===== Dataset extract =====

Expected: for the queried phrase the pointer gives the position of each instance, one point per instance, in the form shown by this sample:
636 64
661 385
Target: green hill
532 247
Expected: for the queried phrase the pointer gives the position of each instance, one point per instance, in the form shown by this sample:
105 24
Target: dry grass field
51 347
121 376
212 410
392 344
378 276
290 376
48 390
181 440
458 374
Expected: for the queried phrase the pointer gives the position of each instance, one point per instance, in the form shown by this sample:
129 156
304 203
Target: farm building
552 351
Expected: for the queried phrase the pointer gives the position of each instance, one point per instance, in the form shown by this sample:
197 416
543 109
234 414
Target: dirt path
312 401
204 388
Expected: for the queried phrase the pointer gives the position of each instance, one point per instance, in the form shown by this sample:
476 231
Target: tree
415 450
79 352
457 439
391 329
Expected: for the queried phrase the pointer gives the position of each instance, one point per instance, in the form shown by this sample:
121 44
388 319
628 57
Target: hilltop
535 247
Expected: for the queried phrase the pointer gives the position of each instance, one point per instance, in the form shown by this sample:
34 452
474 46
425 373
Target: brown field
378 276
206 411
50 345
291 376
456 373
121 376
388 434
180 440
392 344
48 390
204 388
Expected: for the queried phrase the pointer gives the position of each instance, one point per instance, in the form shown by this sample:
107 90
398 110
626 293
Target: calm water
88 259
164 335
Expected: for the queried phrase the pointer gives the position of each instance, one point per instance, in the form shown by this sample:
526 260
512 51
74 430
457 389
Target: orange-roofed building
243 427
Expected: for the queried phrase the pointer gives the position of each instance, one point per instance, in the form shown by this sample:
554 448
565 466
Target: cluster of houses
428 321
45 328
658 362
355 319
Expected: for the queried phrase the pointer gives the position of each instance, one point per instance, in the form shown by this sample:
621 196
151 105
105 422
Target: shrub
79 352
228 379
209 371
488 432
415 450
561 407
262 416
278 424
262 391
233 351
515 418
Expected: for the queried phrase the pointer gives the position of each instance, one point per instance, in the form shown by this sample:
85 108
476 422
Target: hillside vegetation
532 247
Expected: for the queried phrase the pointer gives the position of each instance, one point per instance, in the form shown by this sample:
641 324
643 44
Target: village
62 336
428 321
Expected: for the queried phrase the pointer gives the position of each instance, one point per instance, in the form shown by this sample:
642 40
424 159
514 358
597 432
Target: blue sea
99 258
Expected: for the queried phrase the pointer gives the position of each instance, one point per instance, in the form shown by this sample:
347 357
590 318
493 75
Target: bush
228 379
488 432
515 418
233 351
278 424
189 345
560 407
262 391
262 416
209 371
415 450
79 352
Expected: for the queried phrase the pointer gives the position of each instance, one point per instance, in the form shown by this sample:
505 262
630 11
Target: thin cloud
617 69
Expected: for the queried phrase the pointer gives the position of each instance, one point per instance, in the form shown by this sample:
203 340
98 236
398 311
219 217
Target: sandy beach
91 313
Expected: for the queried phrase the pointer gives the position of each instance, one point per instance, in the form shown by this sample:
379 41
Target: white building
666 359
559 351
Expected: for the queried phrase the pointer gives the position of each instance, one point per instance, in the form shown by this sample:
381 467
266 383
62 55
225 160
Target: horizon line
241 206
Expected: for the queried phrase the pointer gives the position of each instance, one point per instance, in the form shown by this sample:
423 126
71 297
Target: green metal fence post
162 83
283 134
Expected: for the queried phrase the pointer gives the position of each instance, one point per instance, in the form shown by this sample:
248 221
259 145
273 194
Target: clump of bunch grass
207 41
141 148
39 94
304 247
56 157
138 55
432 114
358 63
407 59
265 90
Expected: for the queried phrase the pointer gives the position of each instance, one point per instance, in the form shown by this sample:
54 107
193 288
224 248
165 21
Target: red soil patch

=====

> Brief
Your response should consist of the full listing, repeated exactly.

> Result for this exercise
Expected: for the queried phrase the pointer gives the position of each instance, one point per instance, in the form shown by this sample:
636 64
661 385
Target: green hill
532 247
Expected: for the queried phrase the pointer gives the position of each instance, one point per instance, in the form shown by this sample:
105 24
Target: dry grass field
51 347
121 376
212 410
392 344
378 276
290 376
48 390
181 440
458 374
Expected: for the queried phrase the pointer gives the position of each instance, one point per instance, in the form shown by this sample:
129 156
304 203
Target: farm building
552 351
Expected: for the queried phrase the pointer gives the position of each instance, one point per instance, in the form shown by this sample:
197 416
543 109
234 414
Target: dirt path
312 401
204 388
Expected: for the queried phrase the pointer gives the position of each instance, one point per instance, in the form shown by this sample:
476 231
Target: tree
415 450
79 352
457 439
391 329
Expected: for the queried phrase the pointer gives the position of each instance, one point per instance, in the form shown by this sample:
121 44
388 319
628 57
Target: hilltop
535 247
Expected: for the queried phrase the pointer gives the position of each instance, one point per instance, in the form shown by this sample:
34 452
474 46
425 373
Target: brown field
378 276
206 411
50 345
291 376
456 373
121 376
388 434
180 440
392 344
48 390
204 388
Expected: for the queried phrase the pointer gives the position of each instance, one point per instance, in the form shown by this sample:
107 90
398 110
626 293
Target: calm water
88 259
164 335
Expected: for the queried phrase the pointer gives the position of each instance, one point per instance, in the form shown by this sample:
526 260
512 51
74 430
457 389
Target: orange-roofed building
243 427
Expected: for the queried phrase the pointer gives the position of each instance, one point per instance, in the form shown by this sample:
554 448
565 466
Target: cluster of houses
428 321
45 328
658 362
355 319
Expected: for the queried phrase the pointer gives the position of each instance, one point per instance, in the form shown by this sample:
621 196
151 105
105 422
Target: shrub
79 352
228 379
209 371
488 432
415 450
561 407
262 416
278 424
262 391
233 351
515 418
Expected: for the queried phrase the pointer gives the position of each instance, one point per instance, in the form shown by this sample:
85 108
476 422
Target: hillside vegetation
532 247
Expected: for the queried phrase the pointer gives the position of each instance, one point per instance, in the form shown by this sample:
641 324
643 44
Target: village
62 336
428 321
Expected: for the queried phrase the pointer gives the position of each instance, one point per instance, in the form shown by this sample:
642 40
424 159
514 358
597 432
Target: blue sea
99 258
Expected: for the queried phrase the pointer gives the position of each instance, one point per instance, in the form shown by this sample:
347 357
590 318
493 75
Target: bush
228 379
488 432
515 418
233 351
278 424
189 345
560 407
262 391
262 416
209 371
415 450
79 352
Expected: for the queried phrase the pointer gives the position of each instance, one point per instance, in the form shown by this sample:
505 262
630 11
Target: thin cloud
617 69
Expected: for the queried phrase the pointer gives the position of each instance, one point per instance, in the form shown by this sample:
203 340
98 236
398 311
219 217
Target: sandy beach
91 313
Expected: for the queried phrase the pointer gives the position of each instance, one point per instance, in the form shown by this sample:
379 41
Target: white building
666 359
559 351
Expected: for the queried phrase the pointer gives the position of each instance, one point per instance, in the form shown by this sample:
381 467
266 383
62 55
225 160
Target: horizon line
241 206
Expected: for the queried phrase the pointer gives the position of each instance, one point per instance, in the form shown by this sample:
423 126
71 297
Target: green metal fence post
162 83
283 134
Expected: for the queried phrase the pointer gives the position of each instance, one point per instance, in the form shown by this sample:
248 221
259 145
273 194
Target: clump of bunch grass
207 41
141 148
39 94
304 247
56 157
138 55
432 114
358 63
407 59
265 90
Expected: for the queried phrase the pointer gives the position of each instance, one point per instance, in the form shown by this sample:
54 107
193 288
224 248
165 21
Target: red soil patch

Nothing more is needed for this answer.